• _Petunjuk Pengerjaan_
[a] Ringkaslah kutipan tentang perjumpaan multikultural di bawah ini dalam dua kalimat.
[b] Tentukan apakah setiap pernyataan berikut sesuai dengan kutipan tentang perjumpaan multikultural di bawah ini. Jawab ya atau tidak, lalu kutip kata-kata penentunya secara persis: (i) William Tannadi berusia 18 tahun; (ii) dalam keluarganya, William biasa berbahasa Indonesia; (iii) bahasa Indonesia William sudah lancar.
[c] Sambung kutipan tentang William Tannadi dan sekolah multikultural Desantara 2008 di bawah ini, mulai sesudah kalimat terakhirnya.

• _Kutipan Pilihan_
==========

Perjumpaan Multikultural, Sarana Menghargai Keaneakaragaman
admin | 3 - Jul - 2008“Saya tidak menyangka, tulisan saya ternyata salah. Saya harus mengulang lagi. Semula, saya berpikir forum ini adalah acara untuk saling mengenal agama satu sama lain. Tapi saya senang, saya mendapatkan banyak sekali masukan dan pengetahuan,” ujar William Tannadi. William, begitu ia disapa, adalah pemuda Tionghoa Medan. Bahasa Indonesianya masih sangat terbata-bata. Maklum, dalam kehidupan sehari-harinya di keluarga, ia biasa menggunakan bahasa Hokkian. Pemuda berusia 18 tahun ini adalah salah satu peserta sekolah multikultural Desantara 2008.

==========

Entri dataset

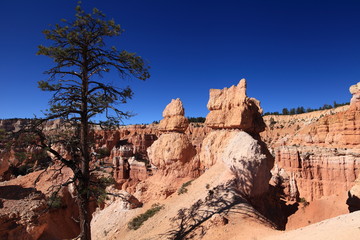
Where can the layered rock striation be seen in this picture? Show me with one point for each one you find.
(172, 151)
(320, 157)
(232, 117)
(231, 108)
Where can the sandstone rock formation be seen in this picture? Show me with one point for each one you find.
(318, 151)
(355, 100)
(231, 108)
(173, 149)
(174, 119)
(242, 154)
(353, 200)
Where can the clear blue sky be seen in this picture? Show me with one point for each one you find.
(292, 53)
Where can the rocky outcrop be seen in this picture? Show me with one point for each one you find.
(173, 150)
(353, 200)
(319, 152)
(231, 108)
(20, 211)
(170, 152)
(174, 120)
(355, 100)
(242, 154)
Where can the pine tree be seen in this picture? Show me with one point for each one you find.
(80, 92)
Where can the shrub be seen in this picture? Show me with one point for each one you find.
(55, 201)
(183, 188)
(304, 202)
(136, 222)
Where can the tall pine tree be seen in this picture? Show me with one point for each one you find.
(80, 92)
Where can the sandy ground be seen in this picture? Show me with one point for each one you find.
(343, 227)
(242, 221)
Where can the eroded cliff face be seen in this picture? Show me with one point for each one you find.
(316, 154)
(233, 118)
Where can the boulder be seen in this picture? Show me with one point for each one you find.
(174, 120)
(231, 108)
(353, 200)
(243, 155)
(170, 149)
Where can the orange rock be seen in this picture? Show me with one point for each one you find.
(174, 119)
(231, 108)
(355, 100)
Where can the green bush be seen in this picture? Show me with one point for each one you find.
(304, 202)
(183, 188)
(136, 222)
(55, 201)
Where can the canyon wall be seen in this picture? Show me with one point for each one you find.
(316, 154)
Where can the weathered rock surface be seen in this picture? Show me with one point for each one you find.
(174, 120)
(243, 155)
(355, 100)
(231, 108)
(353, 200)
(170, 150)
(20, 211)
(318, 151)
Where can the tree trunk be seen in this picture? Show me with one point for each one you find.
(85, 218)
(84, 181)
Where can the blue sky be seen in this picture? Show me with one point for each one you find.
(292, 53)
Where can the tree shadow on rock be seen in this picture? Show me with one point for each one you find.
(15, 192)
(222, 199)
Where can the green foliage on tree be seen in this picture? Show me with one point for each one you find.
(300, 110)
(80, 91)
(197, 119)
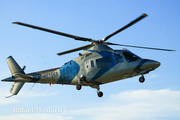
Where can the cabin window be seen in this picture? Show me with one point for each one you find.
(92, 64)
(119, 58)
(130, 57)
(103, 62)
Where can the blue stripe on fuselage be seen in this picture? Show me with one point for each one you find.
(104, 69)
(68, 72)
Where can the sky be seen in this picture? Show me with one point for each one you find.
(158, 98)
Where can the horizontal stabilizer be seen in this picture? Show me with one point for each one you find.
(13, 66)
(24, 76)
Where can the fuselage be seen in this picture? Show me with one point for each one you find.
(98, 68)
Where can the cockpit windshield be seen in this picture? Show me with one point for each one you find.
(130, 57)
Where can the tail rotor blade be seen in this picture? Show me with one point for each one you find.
(139, 47)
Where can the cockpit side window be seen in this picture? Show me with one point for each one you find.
(119, 58)
(130, 57)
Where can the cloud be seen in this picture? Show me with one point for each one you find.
(38, 94)
(137, 105)
(35, 117)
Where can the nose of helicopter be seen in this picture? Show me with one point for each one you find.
(150, 64)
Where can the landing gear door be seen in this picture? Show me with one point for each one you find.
(89, 67)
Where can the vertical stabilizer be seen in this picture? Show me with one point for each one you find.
(13, 66)
(15, 69)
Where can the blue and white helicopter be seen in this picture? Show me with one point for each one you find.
(97, 65)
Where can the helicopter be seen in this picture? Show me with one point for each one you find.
(98, 64)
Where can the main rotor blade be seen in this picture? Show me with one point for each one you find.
(126, 26)
(74, 50)
(138, 47)
(55, 32)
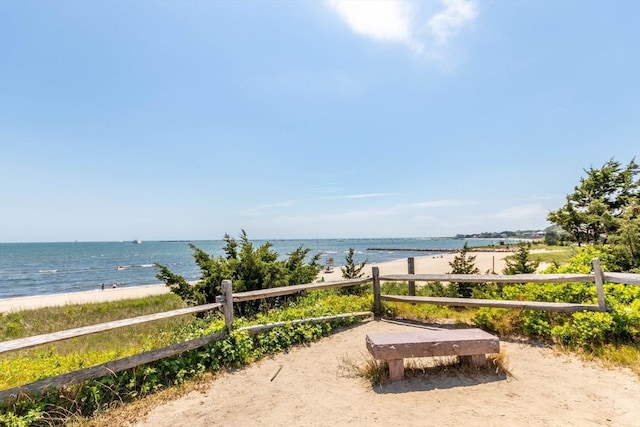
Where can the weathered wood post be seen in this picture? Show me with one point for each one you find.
(411, 269)
(599, 279)
(227, 295)
(377, 303)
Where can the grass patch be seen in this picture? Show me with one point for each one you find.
(46, 320)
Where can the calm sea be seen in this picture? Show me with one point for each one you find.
(47, 268)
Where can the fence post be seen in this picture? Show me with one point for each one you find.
(411, 269)
(227, 294)
(599, 279)
(377, 303)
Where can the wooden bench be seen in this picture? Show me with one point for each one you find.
(470, 345)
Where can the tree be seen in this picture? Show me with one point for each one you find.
(463, 264)
(593, 211)
(519, 262)
(247, 267)
(353, 271)
(624, 245)
(350, 270)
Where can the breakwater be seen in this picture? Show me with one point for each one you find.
(415, 249)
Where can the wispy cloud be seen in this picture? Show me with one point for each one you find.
(360, 196)
(266, 207)
(401, 21)
(438, 204)
(454, 17)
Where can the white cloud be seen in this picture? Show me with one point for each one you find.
(447, 23)
(381, 19)
(401, 20)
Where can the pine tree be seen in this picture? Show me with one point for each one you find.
(350, 270)
(463, 264)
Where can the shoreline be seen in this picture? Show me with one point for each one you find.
(486, 261)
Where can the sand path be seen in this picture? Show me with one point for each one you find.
(315, 388)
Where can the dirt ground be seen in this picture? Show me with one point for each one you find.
(314, 386)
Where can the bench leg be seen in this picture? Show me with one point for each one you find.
(474, 360)
(396, 369)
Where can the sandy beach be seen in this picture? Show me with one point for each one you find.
(314, 385)
(485, 261)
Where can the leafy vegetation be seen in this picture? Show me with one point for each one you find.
(350, 269)
(464, 264)
(613, 336)
(519, 262)
(602, 205)
(248, 268)
(90, 397)
(353, 271)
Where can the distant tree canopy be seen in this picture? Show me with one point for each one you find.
(602, 204)
(247, 267)
(605, 209)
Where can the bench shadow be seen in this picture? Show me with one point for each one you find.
(435, 380)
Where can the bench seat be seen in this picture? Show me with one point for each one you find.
(470, 345)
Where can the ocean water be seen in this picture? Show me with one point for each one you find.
(47, 268)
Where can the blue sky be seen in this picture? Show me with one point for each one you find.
(307, 119)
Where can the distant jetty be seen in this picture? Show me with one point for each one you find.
(450, 250)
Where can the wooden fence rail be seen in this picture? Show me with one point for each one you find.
(228, 298)
(113, 367)
(598, 277)
(35, 340)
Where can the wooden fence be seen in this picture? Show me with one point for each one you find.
(228, 298)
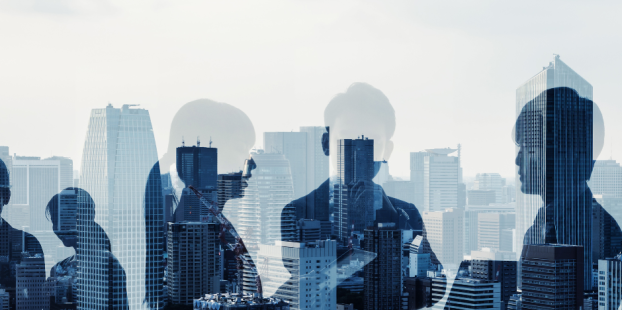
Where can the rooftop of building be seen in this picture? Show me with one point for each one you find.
(233, 299)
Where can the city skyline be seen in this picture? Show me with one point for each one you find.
(463, 52)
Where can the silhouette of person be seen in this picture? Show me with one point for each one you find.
(361, 111)
(555, 133)
(78, 230)
(227, 126)
(8, 261)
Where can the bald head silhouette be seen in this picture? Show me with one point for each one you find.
(361, 110)
(5, 188)
(230, 130)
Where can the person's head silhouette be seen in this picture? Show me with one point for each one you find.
(229, 128)
(361, 111)
(5, 186)
(558, 134)
(66, 222)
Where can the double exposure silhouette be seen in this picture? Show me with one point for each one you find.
(72, 214)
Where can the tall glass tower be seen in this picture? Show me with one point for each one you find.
(120, 171)
(555, 115)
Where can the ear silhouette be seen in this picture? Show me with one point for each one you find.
(326, 142)
(388, 150)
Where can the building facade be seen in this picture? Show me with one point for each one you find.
(120, 172)
(355, 162)
(444, 231)
(552, 276)
(310, 270)
(555, 99)
(440, 180)
(193, 266)
(383, 275)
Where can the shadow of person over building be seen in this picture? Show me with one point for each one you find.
(559, 134)
(83, 280)
(228, 135)
(10, 262)
(227, 127)
(359, 126)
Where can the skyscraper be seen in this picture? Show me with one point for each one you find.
(490, 182)
(481, 294)
(606, 179)
(383, 275)
(440, 180)
(609, 286)
(444, 231)
(547, 106)
(293, 145)
(35, 182)
(196, 166)
(496, 266)
(193, 261)
(563, 288)
(417, 161)
(317, 161)
(31, 292)
(355, 162)
(490, 228)
(264, 214)
(120, 171)
(313, 280)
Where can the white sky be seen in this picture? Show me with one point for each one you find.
(450, 69)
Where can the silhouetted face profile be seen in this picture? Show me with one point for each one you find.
(572, 128)
(230, 130)
(5, 188)
(361, 111)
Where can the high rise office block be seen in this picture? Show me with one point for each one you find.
(4, 299)
(471, 223)
(546, 121)
(606, 179)
(31, 290)
(293, 145)
(355, 162)
(498, 267)
(313, 280)
(490, 182)
(264, 215)
(193, 261)
(309, 168)
(317, 161)
(383, 275)
(444, 231)
(402, 190)
(610, 283)
(552, 276)
(467, 293)
(198, 166)
(491, 227)
(120, 171)
(417, 161)
(480, 197)
(420, 261)
(229, 187)
(440, 180)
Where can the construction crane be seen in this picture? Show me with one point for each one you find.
(239, 249)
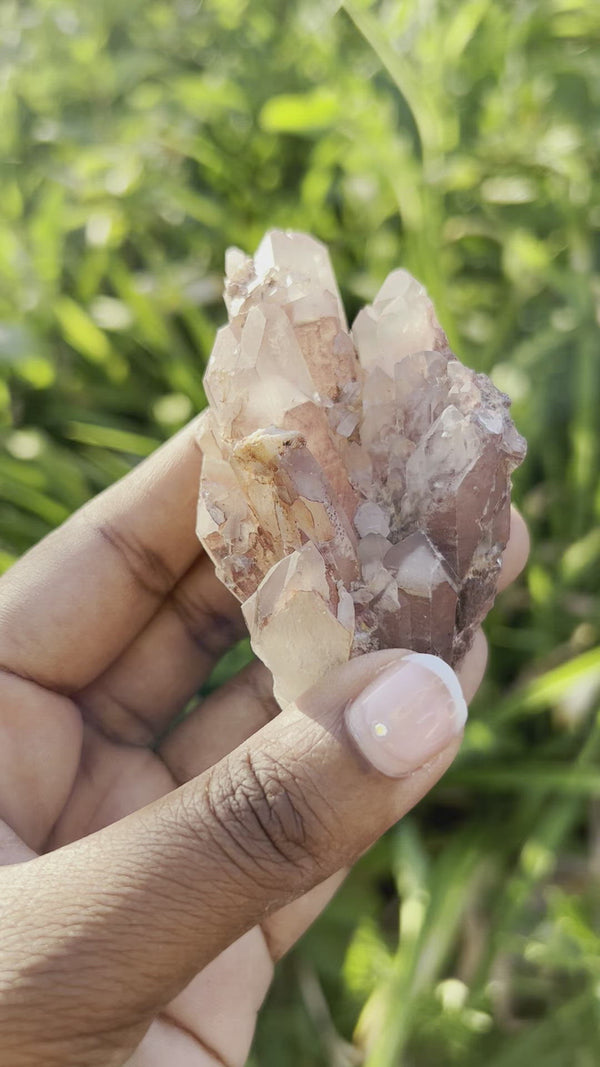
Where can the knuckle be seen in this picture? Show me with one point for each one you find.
(146, 567)
(265, 821)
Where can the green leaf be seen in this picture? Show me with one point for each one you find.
(300, 113)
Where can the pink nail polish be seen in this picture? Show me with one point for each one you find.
(408, 714)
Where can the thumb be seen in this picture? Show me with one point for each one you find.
(123, 919)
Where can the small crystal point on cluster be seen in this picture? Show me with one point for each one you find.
(356, 484)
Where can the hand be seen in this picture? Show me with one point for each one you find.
(149, 885)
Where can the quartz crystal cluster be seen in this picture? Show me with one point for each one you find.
(356, 484)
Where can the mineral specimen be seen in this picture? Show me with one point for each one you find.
(356, 486)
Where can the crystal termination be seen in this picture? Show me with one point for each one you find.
(356, 484)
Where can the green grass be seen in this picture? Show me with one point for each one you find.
(461, 139)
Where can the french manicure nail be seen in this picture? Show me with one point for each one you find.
(408, 714)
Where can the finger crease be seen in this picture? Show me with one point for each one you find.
(208, 630)
(198, 1040)
(146, 567)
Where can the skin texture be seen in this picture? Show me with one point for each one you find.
(151, 876)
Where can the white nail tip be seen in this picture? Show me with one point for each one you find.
(445, 673)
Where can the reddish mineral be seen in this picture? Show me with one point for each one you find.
(356, 486)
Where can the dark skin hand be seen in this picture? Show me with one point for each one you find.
(148, 886)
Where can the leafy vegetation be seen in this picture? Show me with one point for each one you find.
(459, 138)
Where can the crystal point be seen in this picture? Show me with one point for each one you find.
(356, 486)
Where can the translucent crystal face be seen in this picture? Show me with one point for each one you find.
(356, 487)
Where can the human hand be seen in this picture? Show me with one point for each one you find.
(142, 906)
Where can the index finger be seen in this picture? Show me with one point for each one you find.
(70, 605)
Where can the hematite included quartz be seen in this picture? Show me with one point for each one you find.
(356, 486)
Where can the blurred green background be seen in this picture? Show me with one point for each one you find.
(460, 139)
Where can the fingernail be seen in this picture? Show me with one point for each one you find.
(408, 714)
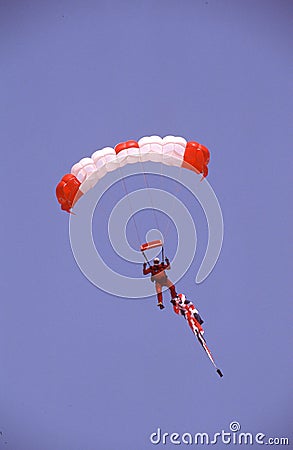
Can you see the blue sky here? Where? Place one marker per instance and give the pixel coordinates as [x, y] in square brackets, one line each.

==========

• _Jawaban Berurutan_
[a] William Tannadi adalah pemuda Tionghoa Medan berusia 18 tahun dan salah satu peserta sekolah multikultural Desantara 2008. Ia semula mengira forum itu acara untuk saling mengenal agama satu sama lain dan harus mengulang tulisannya yang ternyata salah, tetapi ia senang karena mendapatkan banyak sekali masukan dan pengetahuan.

[b]
(i) Ya: "Pemuda berusia 18 tahun ini"
(ii) Tidak: "ia biasa menggunakan bahasa Hokkian"
(iii) Tidak: "Bahasa Indonesianya masih sangat terbata-bata."

[c]
Tulisan William berjudul, Selayang Pandang Agama Konghucu, dikritik oleh fasilitator sekolah multikultural. Tulisannya terlalu terpaku dengan gagasan normatif yang hanya mendeskripsikan ajaran-ajaran Tionghoa. “Gak perlu tulisan William, kita bisa mencarinya dibuku-buku lain. Yang kita inginkan adalah tulisan yang didapatkan dari pengalaman sehari-hari”, kata Hikmat Budiman, salah satu fasilitator dari Interseksi Foundation.
Seperti telah disampaikan oleh Muhammad Nurkhoiron, dari Desantara Foundation, Sekolah Multikultural Desantara diawali oleh keinginan untuk membangun kesadaran baru dalam menghormati keanekaragaman masyarakat Indonesia. Kesadaran itu, bisa dilacak dari tulisan-tulisannya. Berbeda dengan bentuk pelatihan dimanapun, pelatihan ini menfasilitasi peserta melakukan proses kreatif menulis dengan isu keanekaragaman dari perspektif multikulturalisme.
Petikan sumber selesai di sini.